■ **Text segment**
--*--
In Chronicles: Volume One, Bob Dylan gradually begins to separate the myth from the reality of his legendary career.

By Kevin Rabalais


In those early days of hanging out in New York City, Bob Dylan knew that he wanted to write songs that wouldn't conform to his own times. How to go about it was a different matter: "I needed to learn how to telescope things, ideas. ? You might be able to put it all into one paragraph or into one verse of a song if you could get it right."
In Woody Allen's film Zelig, the title character changes into whatever he touches. A pregnant woman, a rabbi or a blind man -- for Zelig, anything is possible. Fictional characters aside, Bob Dylan has been, throughout his career, the great American chameleon. He is enigmatic: a Jewish kid from Minnesota; a folk-singer in denim one minute, a rock star in leather the next; an exile; an actor; a respectable citizen, father and grandfather. Never predictable, Dylan simultaneously baffles and astonishes. At times, even his most vocal supporters have been hard pressed to explain his career and personal decisions, and he has become all the more intriguing for it.

Since Dylan hasn't exactly helped to separate myth from reality, the publication of Chronicles: Volume One (Scribner), his first attempt at autobiography, comes with huge anticipation, and music fans worldwide -- from those who consider Dylan worthy of a Noble Prize in literature to anyone interested in the evolution of music over the past five decades -- have been holding their breath to see what he would deliver. Now that it's finally here, even those already enamored by Dylan's talent can expect to be happily surprised.

Chronicles begins smoothly, without hesitation. Throughout the book, which begins with his days playing folk music at Cafe Wha?, where Dylan spent his time between gigs eating free burgers and fries (often with Tiny Tim by his side), the writing is crackling and intense, the scenes picturesque. Here, for instance, he describes his arrival in New York City: "Outside the wind was blowing, straggling cloud wisps, snow whirling in the red lanterned streets, city types scuffing around, bundled up -- salesmen in rabbit fur earmuffs hawking gimmicks, chestnut vendors, steam rising out of manholes."

At Cafe Wha?, Dylan became eager for more than irregular gigs, though. "I needed to play for people and all the time," he writes, knowing already that he wanted to do for music what Picasso did for the art world: fracture and crack it wide open. About these early days of living on friends' couches and just getting by before his first recordings, he writes, "I'd come from a long ways off and had started a long ways down. But now destiny was about to manifest itself. I felt like it was looking right at me and nobody else."
--*--
■ **Records shown**
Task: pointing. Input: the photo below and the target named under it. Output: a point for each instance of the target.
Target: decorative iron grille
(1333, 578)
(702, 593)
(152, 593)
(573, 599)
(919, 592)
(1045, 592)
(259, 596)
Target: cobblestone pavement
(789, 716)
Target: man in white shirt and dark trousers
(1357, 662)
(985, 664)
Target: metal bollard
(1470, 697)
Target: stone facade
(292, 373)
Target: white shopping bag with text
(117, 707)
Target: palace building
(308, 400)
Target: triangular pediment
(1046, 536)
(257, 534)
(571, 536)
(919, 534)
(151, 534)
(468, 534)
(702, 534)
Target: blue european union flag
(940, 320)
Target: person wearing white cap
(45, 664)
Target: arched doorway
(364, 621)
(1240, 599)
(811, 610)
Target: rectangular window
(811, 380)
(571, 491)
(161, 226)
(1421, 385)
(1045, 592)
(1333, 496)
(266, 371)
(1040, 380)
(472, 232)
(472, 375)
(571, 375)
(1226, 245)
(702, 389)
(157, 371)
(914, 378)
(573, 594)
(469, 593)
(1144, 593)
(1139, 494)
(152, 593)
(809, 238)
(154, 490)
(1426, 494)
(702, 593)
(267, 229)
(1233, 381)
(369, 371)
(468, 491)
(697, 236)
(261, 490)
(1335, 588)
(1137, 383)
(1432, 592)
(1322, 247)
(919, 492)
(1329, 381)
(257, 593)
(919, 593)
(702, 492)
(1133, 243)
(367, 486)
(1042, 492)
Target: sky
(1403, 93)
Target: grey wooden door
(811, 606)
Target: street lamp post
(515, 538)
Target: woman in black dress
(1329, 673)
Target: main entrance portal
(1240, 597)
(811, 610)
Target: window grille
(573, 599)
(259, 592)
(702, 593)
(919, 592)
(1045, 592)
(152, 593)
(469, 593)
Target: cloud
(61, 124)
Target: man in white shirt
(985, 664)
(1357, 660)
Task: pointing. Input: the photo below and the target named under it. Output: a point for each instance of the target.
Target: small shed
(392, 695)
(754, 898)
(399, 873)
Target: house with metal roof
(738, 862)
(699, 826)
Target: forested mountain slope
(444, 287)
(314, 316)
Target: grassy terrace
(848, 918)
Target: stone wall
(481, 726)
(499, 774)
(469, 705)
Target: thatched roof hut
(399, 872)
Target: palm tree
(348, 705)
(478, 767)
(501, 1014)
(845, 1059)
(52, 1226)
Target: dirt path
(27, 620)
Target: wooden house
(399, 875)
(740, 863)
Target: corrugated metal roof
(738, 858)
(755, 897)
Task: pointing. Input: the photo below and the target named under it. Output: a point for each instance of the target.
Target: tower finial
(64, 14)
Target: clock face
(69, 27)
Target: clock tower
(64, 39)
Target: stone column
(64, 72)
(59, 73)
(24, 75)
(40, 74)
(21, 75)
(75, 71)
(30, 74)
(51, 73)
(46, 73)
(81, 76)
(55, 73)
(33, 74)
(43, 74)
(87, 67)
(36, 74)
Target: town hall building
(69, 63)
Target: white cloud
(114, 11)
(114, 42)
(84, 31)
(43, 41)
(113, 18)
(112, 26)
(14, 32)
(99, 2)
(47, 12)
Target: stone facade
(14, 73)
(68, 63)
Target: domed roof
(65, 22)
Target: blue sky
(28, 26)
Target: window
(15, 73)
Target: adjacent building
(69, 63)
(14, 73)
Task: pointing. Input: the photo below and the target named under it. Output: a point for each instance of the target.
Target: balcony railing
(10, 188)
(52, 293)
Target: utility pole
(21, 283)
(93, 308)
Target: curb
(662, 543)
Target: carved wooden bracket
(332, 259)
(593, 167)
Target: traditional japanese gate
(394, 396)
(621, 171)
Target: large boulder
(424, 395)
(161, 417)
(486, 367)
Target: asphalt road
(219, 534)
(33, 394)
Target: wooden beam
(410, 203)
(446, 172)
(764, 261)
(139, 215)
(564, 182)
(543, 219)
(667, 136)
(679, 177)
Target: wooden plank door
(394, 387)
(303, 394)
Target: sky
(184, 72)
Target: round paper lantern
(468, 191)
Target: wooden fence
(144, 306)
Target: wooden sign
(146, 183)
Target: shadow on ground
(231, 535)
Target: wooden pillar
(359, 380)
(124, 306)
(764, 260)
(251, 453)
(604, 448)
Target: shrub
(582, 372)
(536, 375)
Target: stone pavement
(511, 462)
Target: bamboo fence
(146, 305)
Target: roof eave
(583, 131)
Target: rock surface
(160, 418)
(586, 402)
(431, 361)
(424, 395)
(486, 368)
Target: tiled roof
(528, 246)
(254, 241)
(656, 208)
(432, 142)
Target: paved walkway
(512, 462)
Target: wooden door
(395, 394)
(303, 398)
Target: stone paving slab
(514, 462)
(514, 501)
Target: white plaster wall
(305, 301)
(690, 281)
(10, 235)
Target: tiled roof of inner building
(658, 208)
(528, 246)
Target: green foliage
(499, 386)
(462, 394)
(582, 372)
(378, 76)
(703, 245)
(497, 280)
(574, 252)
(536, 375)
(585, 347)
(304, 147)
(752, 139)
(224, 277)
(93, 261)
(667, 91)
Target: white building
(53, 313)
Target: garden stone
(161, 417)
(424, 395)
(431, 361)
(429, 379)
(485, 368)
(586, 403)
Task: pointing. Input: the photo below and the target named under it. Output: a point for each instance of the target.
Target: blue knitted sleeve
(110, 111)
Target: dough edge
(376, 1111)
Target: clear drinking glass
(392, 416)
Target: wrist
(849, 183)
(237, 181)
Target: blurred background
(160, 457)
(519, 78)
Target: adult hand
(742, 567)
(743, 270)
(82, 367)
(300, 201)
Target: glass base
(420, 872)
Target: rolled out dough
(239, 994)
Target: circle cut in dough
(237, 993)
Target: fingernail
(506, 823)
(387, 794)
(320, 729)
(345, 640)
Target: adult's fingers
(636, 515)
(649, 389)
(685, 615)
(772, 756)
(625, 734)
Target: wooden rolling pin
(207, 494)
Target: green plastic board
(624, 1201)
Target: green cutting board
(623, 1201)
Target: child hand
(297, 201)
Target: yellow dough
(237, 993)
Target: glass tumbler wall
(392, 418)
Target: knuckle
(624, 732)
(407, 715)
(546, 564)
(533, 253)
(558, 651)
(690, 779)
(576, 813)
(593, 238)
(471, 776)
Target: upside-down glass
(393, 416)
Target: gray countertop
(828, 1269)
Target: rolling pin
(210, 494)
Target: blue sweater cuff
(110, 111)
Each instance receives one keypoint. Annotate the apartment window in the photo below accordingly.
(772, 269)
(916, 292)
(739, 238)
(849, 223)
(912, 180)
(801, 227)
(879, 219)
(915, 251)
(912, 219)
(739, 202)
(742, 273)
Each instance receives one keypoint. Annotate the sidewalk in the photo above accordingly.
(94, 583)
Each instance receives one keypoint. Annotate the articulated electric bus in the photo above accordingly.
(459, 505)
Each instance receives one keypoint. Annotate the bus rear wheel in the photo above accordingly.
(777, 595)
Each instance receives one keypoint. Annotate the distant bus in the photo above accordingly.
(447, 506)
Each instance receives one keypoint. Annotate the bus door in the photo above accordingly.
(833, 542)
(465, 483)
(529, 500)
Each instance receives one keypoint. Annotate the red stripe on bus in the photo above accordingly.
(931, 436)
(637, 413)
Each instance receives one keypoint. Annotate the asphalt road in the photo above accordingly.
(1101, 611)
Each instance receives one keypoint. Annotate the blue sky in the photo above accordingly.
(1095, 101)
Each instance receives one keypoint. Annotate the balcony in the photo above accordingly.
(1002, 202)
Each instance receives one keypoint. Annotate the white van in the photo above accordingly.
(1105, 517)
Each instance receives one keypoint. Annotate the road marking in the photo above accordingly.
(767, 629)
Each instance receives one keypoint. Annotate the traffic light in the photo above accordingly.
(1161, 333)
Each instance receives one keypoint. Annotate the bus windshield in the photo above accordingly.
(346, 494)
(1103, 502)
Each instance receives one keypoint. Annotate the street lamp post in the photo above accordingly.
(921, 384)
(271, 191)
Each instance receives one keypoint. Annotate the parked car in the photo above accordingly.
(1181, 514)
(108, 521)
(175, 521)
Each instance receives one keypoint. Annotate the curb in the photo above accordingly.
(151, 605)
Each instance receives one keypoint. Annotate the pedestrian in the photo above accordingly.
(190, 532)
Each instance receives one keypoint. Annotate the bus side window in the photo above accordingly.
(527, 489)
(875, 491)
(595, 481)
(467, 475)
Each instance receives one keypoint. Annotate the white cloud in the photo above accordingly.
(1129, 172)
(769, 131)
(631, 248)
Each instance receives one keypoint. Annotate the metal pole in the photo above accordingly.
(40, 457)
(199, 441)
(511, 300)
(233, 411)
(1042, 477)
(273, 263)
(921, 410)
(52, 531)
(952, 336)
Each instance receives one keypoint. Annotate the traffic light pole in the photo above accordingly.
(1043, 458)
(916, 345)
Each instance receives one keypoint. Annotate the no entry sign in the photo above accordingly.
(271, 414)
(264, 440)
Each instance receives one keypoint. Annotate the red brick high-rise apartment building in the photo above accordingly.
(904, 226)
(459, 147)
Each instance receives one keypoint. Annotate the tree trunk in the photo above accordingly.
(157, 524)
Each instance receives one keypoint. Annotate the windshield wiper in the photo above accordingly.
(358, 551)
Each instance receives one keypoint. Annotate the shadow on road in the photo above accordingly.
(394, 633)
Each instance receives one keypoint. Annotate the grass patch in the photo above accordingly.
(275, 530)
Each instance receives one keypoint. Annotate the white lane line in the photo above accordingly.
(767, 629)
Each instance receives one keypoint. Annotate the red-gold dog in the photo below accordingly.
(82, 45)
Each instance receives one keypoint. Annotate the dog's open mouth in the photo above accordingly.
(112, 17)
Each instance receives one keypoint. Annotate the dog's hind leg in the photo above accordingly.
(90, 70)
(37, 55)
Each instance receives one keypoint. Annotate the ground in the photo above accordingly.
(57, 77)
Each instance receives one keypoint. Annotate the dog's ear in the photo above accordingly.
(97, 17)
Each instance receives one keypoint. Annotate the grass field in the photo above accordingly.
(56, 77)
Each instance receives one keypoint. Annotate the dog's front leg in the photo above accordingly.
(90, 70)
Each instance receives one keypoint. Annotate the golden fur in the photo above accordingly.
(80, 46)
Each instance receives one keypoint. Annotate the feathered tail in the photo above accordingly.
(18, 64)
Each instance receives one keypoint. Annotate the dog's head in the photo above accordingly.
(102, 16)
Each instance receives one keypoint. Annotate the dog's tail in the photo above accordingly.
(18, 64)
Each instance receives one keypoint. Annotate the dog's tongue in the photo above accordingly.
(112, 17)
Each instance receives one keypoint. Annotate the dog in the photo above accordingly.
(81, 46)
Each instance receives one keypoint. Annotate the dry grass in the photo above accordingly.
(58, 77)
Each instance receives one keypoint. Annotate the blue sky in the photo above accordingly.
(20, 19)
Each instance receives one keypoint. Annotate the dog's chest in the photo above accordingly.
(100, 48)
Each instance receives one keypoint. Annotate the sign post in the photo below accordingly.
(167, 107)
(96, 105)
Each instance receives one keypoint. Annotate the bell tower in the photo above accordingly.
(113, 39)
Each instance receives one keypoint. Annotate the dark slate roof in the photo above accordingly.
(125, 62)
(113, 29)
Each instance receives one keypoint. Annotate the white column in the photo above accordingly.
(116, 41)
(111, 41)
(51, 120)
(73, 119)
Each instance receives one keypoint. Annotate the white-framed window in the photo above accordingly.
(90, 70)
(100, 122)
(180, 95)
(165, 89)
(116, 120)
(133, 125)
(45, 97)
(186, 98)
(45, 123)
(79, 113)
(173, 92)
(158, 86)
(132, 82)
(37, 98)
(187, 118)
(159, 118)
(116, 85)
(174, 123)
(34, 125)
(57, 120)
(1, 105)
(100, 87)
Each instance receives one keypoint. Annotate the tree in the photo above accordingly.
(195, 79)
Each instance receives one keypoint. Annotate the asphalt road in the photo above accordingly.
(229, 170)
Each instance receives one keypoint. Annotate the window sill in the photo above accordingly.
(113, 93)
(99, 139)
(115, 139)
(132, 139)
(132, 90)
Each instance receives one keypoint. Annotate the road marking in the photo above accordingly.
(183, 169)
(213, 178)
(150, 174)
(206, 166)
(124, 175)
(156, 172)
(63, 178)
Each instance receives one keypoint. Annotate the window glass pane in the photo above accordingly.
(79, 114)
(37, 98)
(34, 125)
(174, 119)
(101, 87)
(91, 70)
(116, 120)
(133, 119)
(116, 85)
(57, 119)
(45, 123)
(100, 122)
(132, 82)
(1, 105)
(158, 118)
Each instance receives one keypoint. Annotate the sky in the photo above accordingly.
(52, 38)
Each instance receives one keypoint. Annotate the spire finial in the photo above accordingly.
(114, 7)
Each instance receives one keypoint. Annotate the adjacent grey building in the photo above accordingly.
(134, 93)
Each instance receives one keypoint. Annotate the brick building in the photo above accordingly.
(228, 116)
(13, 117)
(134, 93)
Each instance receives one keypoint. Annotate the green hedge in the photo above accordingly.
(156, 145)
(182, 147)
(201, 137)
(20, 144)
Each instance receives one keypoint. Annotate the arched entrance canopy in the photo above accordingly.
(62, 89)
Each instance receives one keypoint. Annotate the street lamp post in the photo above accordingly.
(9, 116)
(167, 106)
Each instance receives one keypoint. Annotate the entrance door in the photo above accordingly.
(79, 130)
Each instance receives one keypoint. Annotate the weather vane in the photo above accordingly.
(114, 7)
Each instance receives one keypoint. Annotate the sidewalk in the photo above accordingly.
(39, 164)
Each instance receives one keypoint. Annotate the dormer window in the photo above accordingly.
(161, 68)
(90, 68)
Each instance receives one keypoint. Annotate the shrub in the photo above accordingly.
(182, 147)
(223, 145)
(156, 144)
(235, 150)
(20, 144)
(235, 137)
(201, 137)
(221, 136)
--*--
■ **What to work on**
1. According to the Dylan review, who often sat beside Dylan while he ate free burgers and fries at Cafe Wha??
2. Translate this sentence from the Dylan review into Spanish: "In Woody Allen's film Zelig, the title character changes into whatever he touches."
3. Pick up the Dylan review after its final sentence and carry it forward.

■ **Expected responses**
1. Tiny Tim.

2. En la película Zelig, de Woody Allen, el personaje principal se transforma en todo lo que toca.

3.
Dylan's observations in the book range from Moby-Dick ("the ultimate fish story") to Roy Orbison ("He sang like a professional criminal"). He is as comfortable discussing Judy Garland as he is Nietzsche. Not surprisingly, his early education came as much through literature as music, and he spends much of the book detailing the importance of his discoveries. He devoured whatever was near. There was Tacitus, Gogol, Balzac and Thucydides, his favorite. He often includes capsule biographies of his masters to show how his life came to echo theirs. "Dostoyevsky, too, had lived a dismal and hard life. The czar sent him to a prison camp in Siberia in 1849. ... He was eventually pardoned and wrote stories to ward off his creditors. Just like in the '70s I wrote albums to ward off mine." You can almost hear him laughing.

In those early days in New York City, he'd disappear into the public library to read newspapers from 1855 to 1865 and learn about daily life. He knew that he wanted to write songs that wouldn't conform to his own times. How to go about it was a different matter. "If anything, I wanted to understand things, and then be free of them," he writes. "I needed to learn how to telescope things, ideas. ... You might be able to put it all into one paragraph or into one verse of a song if you could get it right."

Throughout his self-education, Dylan's influences remained folk singers, particularly Woody Guthrie. "The folksinger," he writes, "could sing songs like an entire book, but only in a few verses." Anyone who has ever listened to "The Lonesome Death of Hattie Carroll," say, or "Joey" knows that Dylan is as much novelist as "poet musician," as he calls himself in the book.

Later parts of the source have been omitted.